Which lines in the material below contain the string "snow"? Pick out each one and copy it in full.

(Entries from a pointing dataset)

====================

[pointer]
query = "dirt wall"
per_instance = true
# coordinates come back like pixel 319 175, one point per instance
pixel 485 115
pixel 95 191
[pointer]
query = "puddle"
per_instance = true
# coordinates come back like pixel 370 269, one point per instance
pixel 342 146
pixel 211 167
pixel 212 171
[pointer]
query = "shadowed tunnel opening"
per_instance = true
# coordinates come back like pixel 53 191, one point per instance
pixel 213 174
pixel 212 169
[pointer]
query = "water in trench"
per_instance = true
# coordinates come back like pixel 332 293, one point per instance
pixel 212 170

====================

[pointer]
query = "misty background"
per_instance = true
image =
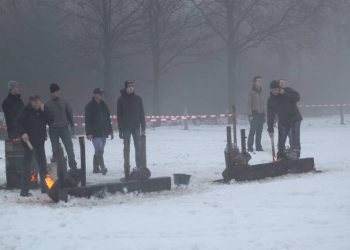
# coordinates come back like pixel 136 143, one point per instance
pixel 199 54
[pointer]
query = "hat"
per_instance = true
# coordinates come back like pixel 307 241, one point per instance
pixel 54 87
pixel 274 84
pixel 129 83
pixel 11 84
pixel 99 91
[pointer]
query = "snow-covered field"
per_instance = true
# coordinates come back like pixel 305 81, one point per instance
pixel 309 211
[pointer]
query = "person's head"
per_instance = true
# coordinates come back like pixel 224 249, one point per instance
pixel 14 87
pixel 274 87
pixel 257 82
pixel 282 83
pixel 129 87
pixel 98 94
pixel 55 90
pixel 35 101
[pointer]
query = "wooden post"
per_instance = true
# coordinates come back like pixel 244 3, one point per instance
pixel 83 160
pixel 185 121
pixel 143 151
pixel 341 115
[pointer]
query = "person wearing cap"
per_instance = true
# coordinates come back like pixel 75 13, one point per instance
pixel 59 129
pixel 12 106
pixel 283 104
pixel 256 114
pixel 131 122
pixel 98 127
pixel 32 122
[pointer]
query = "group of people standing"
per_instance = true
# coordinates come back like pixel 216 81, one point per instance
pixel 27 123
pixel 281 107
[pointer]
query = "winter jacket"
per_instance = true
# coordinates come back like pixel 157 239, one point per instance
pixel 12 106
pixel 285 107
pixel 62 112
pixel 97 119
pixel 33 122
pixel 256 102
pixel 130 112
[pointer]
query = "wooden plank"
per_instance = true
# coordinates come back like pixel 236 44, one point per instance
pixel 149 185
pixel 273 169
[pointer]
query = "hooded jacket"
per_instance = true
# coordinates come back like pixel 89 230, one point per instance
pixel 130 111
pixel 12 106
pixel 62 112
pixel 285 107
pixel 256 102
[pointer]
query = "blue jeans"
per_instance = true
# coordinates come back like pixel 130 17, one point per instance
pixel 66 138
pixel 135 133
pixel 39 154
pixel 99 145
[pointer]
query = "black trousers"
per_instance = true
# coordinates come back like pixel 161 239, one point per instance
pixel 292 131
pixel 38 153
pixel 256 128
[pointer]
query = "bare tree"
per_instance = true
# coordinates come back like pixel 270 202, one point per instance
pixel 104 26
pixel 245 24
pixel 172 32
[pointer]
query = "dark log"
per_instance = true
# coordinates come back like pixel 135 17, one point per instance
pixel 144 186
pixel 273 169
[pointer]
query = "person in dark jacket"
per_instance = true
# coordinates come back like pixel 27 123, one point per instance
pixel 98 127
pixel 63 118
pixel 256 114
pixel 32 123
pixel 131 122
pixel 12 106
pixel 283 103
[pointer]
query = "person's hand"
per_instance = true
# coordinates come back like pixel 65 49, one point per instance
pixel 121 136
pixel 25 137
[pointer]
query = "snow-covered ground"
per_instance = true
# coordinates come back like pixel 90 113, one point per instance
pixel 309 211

====================

= In response =
query = "snow-covered field"
query = "snow-covered ground"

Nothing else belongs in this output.